EXERCISE INSTRUCTIONS:
[A] Can you rewrite the paragraph of the forum thread that begins "I previously considered buying" as a short bulleted list that keeps its main facts?
[B] Which lines of the listing below contain the word "napkin"? Select and copy each one, treating case as significant.

EXCERPTED TEXT:
========================================================================

# 2011 s line 2.0 tfsi cam belt or not



## ian222 (May 4, 2007)

Lots of conflicting info or weather it's a chain or belt. Can anyone confirm? Petrol not diesel. Cheers


----------



## bhoy78 (Oct 30, 2014)

Facelift model which 2011 is have a chain


----------



## ian222 (May 4, 2007)

Really ok cool, are they still a breaking point like in the early engines?


----------



## bhoy78 (Oct 30, 2014)

As far as I know no, I have read about v6's having chain stretch but that in itself is quite rare. The problem is the chain tensioner, I think there was some revised part.

I previously considered buying a 2011 1.8 from the main dealer, it was a roadster and very well priced compared to other main dealer cars. On asking for the service and warranty work to be sent to me electronically I seen that the chain tensioner had went and it is a pricey repair for a part that cost peanuts.

Used Car MPC	21/01/2015	00590	41,242 
Repair	21/01/2015	00590	41,242 
Care	28/11/2014	00590	39,976 Claim Number: 6903/1| Chain tensioner|MECHANICAL FAULT,CRACKED, DEFORMED, DAMAGED| Value: 3105.80

Anyway back then when I was looking for a s line I remember reading that a revised chain tensioner was brought out and it was a cheap part to replace, maybe someone else could give you more info as tbh I am not the most mechanical minded.

========================================================================

EXTRACTED RECORDS:
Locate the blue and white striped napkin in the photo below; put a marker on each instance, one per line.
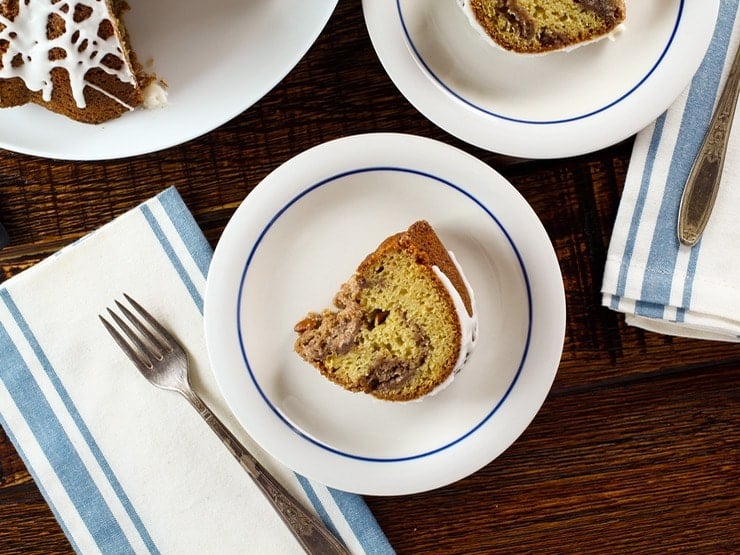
(658, 283)
(124, 466)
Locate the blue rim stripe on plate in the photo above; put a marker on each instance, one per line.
(462, 99)
(256, 245)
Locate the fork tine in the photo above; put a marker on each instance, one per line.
(140, 360)
(152, 321)
(154, 342)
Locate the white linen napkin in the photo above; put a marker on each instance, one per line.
(658, 283)
(127, 467)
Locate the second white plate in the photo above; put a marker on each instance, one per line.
(217, 60)
(561, 104)
(302, 232)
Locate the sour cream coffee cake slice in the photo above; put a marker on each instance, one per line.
(403, 324)
(71, 57)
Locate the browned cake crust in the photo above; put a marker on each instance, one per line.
(118, 97)
(540, 26)
(421, 240)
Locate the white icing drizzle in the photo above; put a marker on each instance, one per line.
(27, 38)
(468, 323)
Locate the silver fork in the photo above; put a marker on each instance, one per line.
(163, 361)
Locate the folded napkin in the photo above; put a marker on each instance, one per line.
(658, 283)
(124, 466)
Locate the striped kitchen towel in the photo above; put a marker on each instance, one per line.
(124, 466)
(658, 283)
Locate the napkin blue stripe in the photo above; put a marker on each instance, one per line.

========================================================================

EXPECTED ANSWERS:
[A]
- Considered buying a 2011 1.8 roadster from the main dealer.
- It was very well priced compared to other main dealer cars.
- Asked for the service and warranty work to be sent electronically.
- The records showed the chain tensioner had gone.
- It is a pricey repair for a part that costs peanuts.

[B]
Locate the blue and white striped napkin in the photo below; put a marker on each instance, one per line.
Locate the white linen napkin in the photo above; put a marker on each instance, one per line.
Locate the folded napkin in the photo above; put a marker on each instance, one per line.
Locate the napkin blue stripe in the photo above; put a marker on each instance, one per line.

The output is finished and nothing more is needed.